## Instruction
Give the listing below as a Markdown table with the columns Row and Line, one numbered row per nonblank line, and leave out the pictures.

## Data section
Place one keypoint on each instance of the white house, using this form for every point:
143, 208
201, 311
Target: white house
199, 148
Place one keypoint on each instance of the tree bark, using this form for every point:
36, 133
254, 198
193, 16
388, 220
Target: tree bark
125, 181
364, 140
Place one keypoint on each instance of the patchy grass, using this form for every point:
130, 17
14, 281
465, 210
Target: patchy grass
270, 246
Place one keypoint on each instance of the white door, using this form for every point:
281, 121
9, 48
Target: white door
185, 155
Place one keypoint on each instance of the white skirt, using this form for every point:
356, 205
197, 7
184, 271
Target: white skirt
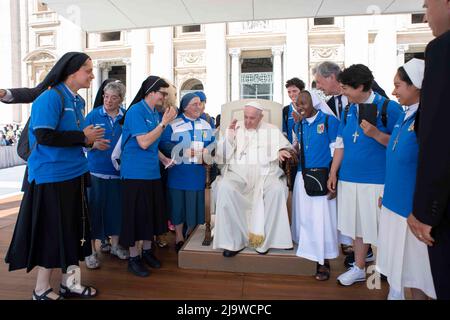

## Task result
| Row | Line |
|---|---|
| 1 | Place one keypoint on each instance of the white house, using this form for every point: |
| 2 | 143, 208 |
| 3 | 201, 311 |
| 4 | Target: white house |
| 5 | 199, 148 |
| 6 | Place one keypoint on each instance of the tree bark, using this form for every point: |
| 7 | 36, 133 |
| 8 | 254, 198 |
| 9 | 193, 16 |
| 10 | 388, 220 |
| 11 | Target: tree bark |
| 12 | 125, 181 |
| 13 | 364, 140 |
| 14 | Place one keypoint on each instance of the patchy grass, using this form for every point: |
| 15 | 130, 17 |
| 16 | 14, 281 |
| 17 | 465, 210 |
| 18 | Target: patchy grass |
| 19 | 270, 246 |
| 20 | Place one keypoint on each instance of the white door, using this form for every point: |
| 21 | 281, 121 |
| 22 | 9, 48 |
| 23 | Target: white door |
| 24 | 185, 155 |
| 25 | Place one keypoint on each instance of the white skirt, using this form for every point: |
| 26 | 356, 205 |
| 27 | 197, 7 |
| 28 | 184, 271 |
| 29 | Target: white skirt |